- [Your objective]
Repeat the entries exactly. Leave nothing out.

- [Record set]
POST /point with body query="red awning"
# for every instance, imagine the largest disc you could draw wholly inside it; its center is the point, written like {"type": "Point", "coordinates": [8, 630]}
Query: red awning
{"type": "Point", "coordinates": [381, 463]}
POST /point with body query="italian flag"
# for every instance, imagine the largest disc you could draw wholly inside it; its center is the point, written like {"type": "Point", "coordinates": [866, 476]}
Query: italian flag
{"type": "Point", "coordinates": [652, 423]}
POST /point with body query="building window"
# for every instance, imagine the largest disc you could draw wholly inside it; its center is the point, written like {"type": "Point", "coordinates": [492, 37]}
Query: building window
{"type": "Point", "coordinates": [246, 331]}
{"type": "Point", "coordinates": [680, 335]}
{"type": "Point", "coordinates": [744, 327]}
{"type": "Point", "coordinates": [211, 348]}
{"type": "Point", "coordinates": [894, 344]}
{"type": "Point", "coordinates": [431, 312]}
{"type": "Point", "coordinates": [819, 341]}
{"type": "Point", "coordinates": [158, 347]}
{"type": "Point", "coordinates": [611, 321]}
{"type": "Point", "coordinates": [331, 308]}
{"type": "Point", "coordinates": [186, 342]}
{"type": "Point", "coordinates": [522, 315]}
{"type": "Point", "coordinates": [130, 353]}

- [Answer to the problem]
POST /point with body query="red awning"
# for every instance, imagine the largest disc you could draw wholly inside it; its center is the point, written like {"type": "Point", "coordinates": [8, 630]}
Query: red awning
{"type": "Point", "coordinates": [381, 463]}
POST /point with body query="italian flag"
# for every instance, imagine the largest disc you could draw wholly inside it; its center is the point, written like {"type": "Point", "coordinates": [866, 476]}
Query: italian flag
{"type": "Point", "coordinates": [652, 423]}
POST /point with body query="building window"
# for every instance, imagine the largest disc you could draw wholly inside it; its center is the point, written like {"type": "Point", "coordinates": [492, 37]}
Query: building window
{"type": "Point", "coordinates": [246, 331]}
{"type": "Point", "coordinates": [680, 335]}
{"type": "Point", "coordinates": [744, 327]}
{"type": "Point", "coordinates": [211, 348]}
{"type": "Point", "coordinates": [894, 344]}
{"type": "Point", "coordinates": [431, 312]}
{"type": "Point", "coordinates": [819, 341]}
{"type": "Point", "coordinates": [158, 347]}
{"type": "Point", "coordinates": [611, 321]}
{"type": "Point", "coordinates": [331, 308]}
{"type": "Point", "coordinates": [186, 342]}
{"type": "Point", "coordinates": [522, 315]}
{"type": "Point", "coordinates": [130, 353]}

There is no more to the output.